■ **GOAL**
Please collect every line of the material below that contains the word "brown". Copy each of those lines in full.

■ **RECORDS**

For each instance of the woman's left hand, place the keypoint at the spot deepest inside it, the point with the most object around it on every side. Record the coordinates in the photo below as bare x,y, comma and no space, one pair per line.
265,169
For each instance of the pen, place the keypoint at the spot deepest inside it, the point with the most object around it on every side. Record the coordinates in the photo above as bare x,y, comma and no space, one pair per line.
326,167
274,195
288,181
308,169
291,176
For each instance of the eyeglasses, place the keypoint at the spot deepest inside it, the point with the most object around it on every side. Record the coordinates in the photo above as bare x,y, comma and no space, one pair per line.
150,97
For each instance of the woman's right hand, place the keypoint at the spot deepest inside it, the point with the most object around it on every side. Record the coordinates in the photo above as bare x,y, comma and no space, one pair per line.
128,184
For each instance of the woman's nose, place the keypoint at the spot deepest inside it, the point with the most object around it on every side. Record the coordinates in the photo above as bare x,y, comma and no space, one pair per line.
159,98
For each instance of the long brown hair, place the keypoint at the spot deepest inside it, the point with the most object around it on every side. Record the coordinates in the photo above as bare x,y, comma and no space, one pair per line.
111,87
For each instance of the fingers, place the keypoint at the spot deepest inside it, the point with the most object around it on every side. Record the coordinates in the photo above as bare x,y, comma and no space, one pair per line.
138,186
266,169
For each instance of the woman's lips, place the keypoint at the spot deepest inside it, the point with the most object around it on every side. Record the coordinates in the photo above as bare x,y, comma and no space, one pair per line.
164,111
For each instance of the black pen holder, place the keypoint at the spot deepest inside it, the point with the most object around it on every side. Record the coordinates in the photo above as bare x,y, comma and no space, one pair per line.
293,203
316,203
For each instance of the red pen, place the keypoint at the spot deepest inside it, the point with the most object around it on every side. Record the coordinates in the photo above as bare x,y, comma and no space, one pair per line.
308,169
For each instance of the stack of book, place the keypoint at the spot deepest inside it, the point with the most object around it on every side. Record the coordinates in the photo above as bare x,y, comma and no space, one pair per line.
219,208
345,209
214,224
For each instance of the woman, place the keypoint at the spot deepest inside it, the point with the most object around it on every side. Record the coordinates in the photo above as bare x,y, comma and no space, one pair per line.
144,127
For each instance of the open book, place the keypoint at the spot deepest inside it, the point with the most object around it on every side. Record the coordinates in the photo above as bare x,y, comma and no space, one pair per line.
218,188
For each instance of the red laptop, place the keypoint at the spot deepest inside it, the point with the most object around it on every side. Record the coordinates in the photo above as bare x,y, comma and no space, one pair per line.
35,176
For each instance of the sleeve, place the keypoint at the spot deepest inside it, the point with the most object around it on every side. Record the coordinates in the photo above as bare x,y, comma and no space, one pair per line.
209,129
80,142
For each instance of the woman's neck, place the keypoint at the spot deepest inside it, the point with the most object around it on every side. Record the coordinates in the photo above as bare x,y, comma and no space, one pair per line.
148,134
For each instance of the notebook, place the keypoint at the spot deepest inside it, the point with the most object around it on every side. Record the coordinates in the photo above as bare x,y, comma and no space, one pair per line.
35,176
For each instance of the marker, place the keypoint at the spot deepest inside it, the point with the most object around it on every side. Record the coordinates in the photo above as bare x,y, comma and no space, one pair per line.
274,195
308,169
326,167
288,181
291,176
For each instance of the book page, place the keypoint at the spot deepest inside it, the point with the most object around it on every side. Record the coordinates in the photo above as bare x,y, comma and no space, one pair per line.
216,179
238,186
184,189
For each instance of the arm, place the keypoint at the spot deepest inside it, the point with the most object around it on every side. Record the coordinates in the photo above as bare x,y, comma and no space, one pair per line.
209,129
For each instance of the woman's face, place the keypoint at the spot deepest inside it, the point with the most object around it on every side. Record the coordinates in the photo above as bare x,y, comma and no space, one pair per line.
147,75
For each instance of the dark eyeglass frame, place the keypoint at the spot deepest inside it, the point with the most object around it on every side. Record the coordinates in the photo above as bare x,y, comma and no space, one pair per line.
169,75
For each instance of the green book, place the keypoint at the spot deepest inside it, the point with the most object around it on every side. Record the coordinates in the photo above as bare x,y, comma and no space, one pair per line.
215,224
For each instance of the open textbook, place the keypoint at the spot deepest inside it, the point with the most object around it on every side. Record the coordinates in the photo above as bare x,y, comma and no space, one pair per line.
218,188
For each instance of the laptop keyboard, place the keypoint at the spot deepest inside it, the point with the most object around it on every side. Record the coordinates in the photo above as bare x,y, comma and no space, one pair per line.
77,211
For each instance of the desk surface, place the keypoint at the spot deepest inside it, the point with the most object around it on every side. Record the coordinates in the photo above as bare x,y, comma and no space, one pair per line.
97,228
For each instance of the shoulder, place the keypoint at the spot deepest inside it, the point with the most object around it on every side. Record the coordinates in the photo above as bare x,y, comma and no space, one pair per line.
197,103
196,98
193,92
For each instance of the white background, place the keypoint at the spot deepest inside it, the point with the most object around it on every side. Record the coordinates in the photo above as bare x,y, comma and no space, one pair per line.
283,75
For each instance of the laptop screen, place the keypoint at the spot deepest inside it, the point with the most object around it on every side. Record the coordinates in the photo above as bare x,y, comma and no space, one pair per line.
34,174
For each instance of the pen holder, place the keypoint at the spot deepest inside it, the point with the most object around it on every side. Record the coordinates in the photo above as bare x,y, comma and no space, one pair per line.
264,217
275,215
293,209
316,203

...

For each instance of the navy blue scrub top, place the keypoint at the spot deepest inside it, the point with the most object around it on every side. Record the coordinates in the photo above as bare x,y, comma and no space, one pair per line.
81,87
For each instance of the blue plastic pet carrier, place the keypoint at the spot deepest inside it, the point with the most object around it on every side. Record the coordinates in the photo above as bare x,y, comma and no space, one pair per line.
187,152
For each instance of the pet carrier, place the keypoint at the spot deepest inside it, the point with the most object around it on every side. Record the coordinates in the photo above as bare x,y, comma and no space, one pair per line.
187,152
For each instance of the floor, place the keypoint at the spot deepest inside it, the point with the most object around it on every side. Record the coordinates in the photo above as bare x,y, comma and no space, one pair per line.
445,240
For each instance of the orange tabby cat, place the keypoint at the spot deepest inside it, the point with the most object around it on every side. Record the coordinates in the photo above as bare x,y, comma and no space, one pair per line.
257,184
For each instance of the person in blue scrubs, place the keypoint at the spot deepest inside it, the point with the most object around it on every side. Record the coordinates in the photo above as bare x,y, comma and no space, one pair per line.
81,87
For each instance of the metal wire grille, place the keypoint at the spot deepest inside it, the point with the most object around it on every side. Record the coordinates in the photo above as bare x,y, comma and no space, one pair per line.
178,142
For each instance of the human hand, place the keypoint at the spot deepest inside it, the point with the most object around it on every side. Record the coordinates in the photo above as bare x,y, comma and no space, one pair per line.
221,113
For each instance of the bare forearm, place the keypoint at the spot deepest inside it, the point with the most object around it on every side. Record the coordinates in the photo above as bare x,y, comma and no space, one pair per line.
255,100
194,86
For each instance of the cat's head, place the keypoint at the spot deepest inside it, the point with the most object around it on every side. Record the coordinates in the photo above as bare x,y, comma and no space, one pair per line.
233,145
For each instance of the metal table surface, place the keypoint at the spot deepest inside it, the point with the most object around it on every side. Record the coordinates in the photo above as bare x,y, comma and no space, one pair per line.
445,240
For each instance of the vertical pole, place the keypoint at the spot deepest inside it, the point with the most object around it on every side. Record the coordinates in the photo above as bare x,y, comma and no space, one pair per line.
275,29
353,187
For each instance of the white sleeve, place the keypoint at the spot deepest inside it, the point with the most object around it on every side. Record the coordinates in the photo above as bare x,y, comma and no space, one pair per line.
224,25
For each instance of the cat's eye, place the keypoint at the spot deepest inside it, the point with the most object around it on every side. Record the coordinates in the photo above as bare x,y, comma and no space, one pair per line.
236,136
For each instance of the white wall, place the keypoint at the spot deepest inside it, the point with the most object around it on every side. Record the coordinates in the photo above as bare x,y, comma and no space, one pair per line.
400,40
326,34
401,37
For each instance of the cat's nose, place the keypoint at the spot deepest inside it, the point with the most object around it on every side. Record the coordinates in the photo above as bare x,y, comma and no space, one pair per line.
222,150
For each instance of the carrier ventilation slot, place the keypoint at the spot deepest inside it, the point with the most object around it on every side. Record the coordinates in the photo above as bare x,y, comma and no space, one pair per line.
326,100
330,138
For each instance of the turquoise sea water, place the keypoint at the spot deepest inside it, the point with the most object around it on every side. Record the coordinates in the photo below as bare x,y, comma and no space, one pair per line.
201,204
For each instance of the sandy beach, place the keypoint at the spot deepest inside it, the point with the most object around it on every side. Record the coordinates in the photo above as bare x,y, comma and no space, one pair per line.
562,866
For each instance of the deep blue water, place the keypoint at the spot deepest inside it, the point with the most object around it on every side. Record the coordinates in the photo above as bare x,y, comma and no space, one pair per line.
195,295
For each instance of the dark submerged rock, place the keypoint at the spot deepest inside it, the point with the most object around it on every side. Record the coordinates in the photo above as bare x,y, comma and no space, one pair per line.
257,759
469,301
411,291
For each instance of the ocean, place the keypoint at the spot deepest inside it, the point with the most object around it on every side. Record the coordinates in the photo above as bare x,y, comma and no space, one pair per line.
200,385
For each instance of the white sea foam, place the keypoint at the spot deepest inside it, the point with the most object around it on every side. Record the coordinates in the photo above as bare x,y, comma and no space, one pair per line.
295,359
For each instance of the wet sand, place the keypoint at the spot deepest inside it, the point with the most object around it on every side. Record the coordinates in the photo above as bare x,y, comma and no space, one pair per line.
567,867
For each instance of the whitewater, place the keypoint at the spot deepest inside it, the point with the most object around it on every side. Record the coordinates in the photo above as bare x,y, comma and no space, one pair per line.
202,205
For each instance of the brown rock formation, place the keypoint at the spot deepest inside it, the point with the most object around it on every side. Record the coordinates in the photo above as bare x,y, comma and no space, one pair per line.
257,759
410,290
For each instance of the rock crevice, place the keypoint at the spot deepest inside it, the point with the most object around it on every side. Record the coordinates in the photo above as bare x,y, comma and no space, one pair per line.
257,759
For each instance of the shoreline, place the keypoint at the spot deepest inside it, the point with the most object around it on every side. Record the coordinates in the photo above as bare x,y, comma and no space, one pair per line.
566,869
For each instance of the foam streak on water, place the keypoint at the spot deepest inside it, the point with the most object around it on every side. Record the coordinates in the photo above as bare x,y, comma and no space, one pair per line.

■ **WORKED ANSWER**
For each instance of the long brown hair, place the keypoint at the spot deepest inside it, the point with the most object around it on every side. Record the coordinates in the photo above as bare x,y, comma and no space, one pair per line.
For each instance of the brown rock formation, place the keypoint at the spot deepest inside it, the point with the most object around it on every side. Record the coordinates in the photo above as bare x,y, comma and no space, one pair per line.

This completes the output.